Instructions for the task:
Update the rows by replacing "jersey" with "shirt" and leaving every other part unchanged.

Dataset excerpt:
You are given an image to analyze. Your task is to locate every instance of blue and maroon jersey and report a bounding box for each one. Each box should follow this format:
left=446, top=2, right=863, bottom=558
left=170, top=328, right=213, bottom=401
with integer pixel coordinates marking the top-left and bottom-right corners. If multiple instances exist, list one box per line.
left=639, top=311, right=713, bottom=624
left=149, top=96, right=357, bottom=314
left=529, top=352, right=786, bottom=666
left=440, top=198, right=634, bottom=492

Written response:
You are given an image to analyze. Your task is to locate every instance of blue and maroon shirt and report a bounding box for each one. Each box should follow this format:
left=446, top=2, right=863, bottom=558
left=170, top=328, right=213, bottom=401
with integer pixel coordinates marking the top-left and bottom-right corners. If multiple instances exist, list one box per line.
left=639, top=311, right=713, bottom=624
left=149, top=96, right=357, bottom=314
left=529, top=352, right=786, bottom=666
left=440, top=198, right=634, bottom=492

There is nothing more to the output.